▶ **练习任务**
把从包含“task: provide the mask of every instance of the dark”的那一行到包含“(12, 3), (14, 3)]”的那一行（首尾两行都算）的数据全部重写一遍，在轮廓坐标的每个数值上加29，其他数字和内容保持不变。

▶ **分割数据集记录**

= = = = =

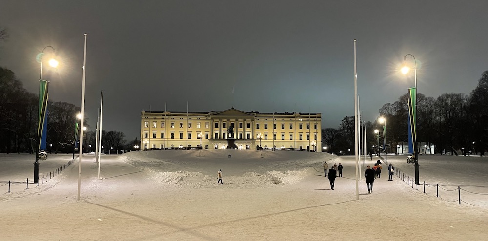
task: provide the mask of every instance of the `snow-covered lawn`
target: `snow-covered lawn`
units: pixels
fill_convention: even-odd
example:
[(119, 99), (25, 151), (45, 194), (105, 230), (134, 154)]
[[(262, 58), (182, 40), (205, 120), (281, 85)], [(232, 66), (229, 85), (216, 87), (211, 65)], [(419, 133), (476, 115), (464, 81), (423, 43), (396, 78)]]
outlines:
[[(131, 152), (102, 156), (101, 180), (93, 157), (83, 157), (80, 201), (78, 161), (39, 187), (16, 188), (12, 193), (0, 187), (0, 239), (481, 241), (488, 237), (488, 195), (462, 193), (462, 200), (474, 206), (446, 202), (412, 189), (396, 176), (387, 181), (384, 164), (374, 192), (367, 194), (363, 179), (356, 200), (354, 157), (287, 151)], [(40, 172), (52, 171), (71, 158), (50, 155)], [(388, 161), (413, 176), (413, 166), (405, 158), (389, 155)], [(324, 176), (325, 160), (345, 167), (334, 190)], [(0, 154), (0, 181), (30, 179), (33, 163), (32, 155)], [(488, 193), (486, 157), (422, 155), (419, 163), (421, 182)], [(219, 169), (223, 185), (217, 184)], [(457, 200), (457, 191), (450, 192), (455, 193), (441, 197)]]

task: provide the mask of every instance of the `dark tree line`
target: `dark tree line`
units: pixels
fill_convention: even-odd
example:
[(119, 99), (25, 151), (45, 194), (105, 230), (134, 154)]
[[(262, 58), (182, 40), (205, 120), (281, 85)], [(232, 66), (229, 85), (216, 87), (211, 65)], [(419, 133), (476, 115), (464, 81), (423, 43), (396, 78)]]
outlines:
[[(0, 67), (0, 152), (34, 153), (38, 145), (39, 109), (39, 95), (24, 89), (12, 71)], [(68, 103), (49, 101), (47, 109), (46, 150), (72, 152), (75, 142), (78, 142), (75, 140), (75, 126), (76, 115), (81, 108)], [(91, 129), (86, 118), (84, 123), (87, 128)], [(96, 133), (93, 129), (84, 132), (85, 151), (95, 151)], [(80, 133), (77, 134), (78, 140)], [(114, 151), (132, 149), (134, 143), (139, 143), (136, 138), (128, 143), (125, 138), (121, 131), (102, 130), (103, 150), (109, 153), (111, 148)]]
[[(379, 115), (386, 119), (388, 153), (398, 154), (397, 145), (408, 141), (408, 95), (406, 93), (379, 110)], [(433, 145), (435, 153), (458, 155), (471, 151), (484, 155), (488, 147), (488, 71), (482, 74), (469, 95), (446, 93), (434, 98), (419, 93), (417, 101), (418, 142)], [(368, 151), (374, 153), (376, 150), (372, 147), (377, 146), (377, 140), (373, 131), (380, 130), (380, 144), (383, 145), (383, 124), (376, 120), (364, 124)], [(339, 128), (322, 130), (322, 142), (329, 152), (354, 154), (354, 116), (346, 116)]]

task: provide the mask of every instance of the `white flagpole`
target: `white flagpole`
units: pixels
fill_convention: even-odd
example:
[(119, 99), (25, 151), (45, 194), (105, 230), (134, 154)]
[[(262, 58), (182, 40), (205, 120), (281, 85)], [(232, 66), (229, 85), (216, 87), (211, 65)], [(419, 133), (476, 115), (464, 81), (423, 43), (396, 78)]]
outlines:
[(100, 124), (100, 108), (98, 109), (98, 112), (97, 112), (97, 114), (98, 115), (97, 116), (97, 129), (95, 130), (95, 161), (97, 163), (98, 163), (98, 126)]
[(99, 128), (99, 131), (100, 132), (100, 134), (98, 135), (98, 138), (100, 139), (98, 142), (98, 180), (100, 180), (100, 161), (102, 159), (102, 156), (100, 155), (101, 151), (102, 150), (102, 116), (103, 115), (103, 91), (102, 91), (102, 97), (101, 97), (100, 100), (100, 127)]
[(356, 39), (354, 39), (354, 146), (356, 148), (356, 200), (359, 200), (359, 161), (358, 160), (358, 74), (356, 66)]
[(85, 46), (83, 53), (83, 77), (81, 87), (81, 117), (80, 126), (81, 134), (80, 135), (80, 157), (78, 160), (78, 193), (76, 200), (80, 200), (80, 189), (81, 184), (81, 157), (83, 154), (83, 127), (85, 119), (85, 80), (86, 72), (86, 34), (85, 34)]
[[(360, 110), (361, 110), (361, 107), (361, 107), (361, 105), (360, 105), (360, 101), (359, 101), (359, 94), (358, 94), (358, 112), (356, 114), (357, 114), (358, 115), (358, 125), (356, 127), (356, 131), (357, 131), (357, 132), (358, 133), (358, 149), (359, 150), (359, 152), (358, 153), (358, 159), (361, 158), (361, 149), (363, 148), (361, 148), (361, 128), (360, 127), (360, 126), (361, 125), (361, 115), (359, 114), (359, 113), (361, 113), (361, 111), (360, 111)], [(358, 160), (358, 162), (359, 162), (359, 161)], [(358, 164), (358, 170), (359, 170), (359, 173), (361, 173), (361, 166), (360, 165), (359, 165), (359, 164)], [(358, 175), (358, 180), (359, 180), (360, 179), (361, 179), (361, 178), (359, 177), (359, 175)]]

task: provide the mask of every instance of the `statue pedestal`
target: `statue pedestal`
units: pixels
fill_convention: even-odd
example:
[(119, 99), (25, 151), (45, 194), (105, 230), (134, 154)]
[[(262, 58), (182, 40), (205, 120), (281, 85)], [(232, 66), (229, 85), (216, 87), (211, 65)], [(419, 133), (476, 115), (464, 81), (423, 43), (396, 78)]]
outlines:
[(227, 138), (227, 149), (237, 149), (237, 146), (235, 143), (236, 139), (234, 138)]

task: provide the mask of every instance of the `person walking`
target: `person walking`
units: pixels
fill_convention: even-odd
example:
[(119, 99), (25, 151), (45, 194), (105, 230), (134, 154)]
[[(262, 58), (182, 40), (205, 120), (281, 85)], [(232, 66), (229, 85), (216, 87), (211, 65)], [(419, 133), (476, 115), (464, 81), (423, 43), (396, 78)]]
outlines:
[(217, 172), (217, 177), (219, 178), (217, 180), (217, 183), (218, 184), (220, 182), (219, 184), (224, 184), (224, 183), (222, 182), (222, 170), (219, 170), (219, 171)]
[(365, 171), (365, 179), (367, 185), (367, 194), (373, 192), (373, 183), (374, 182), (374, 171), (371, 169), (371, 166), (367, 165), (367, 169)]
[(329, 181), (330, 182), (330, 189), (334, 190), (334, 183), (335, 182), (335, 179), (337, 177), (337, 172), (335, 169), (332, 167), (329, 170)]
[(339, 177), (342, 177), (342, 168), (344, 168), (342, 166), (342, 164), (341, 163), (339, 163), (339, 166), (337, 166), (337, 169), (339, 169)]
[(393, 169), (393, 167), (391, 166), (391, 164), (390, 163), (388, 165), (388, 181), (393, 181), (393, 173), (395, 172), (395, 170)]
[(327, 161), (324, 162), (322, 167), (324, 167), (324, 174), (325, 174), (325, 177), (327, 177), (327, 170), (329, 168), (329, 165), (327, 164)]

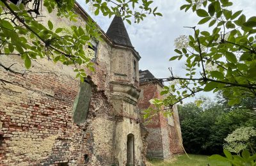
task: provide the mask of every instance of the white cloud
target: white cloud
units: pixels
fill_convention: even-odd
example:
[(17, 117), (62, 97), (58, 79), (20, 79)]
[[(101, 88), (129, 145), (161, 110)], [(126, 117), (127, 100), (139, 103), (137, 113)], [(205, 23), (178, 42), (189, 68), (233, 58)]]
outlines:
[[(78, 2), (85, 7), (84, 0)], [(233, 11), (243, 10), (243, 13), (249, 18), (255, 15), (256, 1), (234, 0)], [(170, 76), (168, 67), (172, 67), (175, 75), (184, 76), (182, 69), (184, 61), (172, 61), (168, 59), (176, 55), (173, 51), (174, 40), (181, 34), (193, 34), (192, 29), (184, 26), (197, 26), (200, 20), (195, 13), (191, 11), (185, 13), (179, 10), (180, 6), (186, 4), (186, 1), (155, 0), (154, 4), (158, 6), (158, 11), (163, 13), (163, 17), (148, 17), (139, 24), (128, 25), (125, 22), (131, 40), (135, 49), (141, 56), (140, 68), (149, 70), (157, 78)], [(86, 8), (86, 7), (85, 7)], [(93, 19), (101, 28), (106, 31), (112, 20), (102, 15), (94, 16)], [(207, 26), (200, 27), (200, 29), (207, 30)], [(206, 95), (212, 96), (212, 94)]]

= = = = =

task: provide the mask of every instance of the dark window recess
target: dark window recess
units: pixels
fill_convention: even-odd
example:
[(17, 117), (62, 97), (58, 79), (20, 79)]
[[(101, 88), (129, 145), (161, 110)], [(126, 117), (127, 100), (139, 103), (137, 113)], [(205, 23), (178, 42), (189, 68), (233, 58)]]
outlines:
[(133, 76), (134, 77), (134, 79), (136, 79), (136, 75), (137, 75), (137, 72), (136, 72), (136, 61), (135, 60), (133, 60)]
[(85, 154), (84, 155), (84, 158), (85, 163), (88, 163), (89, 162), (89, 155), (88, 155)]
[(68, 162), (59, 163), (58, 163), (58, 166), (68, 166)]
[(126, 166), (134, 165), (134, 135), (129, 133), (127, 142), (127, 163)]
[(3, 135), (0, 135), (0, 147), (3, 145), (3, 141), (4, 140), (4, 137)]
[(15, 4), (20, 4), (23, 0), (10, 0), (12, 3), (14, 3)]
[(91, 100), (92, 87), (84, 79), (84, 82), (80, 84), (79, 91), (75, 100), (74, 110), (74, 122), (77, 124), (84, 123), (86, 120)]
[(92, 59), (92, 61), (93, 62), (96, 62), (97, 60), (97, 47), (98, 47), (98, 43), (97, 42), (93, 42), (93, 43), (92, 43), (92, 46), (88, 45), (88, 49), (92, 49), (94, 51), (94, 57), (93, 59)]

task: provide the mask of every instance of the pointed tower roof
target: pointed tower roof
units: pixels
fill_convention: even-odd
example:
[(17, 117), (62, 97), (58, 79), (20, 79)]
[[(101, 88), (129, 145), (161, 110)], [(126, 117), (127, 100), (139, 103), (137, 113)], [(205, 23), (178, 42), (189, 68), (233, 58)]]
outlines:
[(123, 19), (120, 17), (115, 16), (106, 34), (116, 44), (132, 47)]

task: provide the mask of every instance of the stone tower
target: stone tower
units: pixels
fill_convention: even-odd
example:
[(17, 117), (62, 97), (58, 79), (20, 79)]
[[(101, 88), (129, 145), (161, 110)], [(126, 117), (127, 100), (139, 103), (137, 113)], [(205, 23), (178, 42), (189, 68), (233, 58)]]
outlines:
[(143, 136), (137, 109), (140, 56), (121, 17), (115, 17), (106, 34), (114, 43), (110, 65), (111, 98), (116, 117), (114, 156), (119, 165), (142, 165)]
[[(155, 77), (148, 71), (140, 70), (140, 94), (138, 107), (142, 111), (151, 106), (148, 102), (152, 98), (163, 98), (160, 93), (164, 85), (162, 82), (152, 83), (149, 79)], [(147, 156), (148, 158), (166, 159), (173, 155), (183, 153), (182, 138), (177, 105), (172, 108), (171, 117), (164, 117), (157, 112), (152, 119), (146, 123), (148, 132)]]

= = = = =

▶ **输出结果**
task: provide the mask of every instance of the dark window recess
target: dark window recess
units: pixels
fill_convention: even-odd
example:
[(17, 117), (62, 97), (58, 79), (20, 79)]
[[(101, 88), (129, 145), (161, 110)], [(126, 117), (127, 100), (139, 103), (137, 113)], [(205, 23), (178, 42), (189, 68), (233, 58)]]
outlines:
[(162, 105), (163, 106), (163, 108), (165, 108), (165, 104), (166, 104), (166, 101), (165, 101), (165, 90), (164, 89), (162, 89)]
[(114, 183), (113, 184), (113, 187), (114, 192), (117, 192), (118, 191), (118, 184), (117, 184)]
[(97, 191), (88, 192), (87, 192), (87, 195), (97, 195)]
[(155, 195), (163, 194), (163, 164), (158, 162), (156, 171), (156, 192)]
[(32, 164), (29, 164), (29, 176), (32, 174), (32, 170), (33, 169), (33, 166)]
[(44, 33), (49, 33), (52, 29), (39, 29), (41, 32), (43, 32)]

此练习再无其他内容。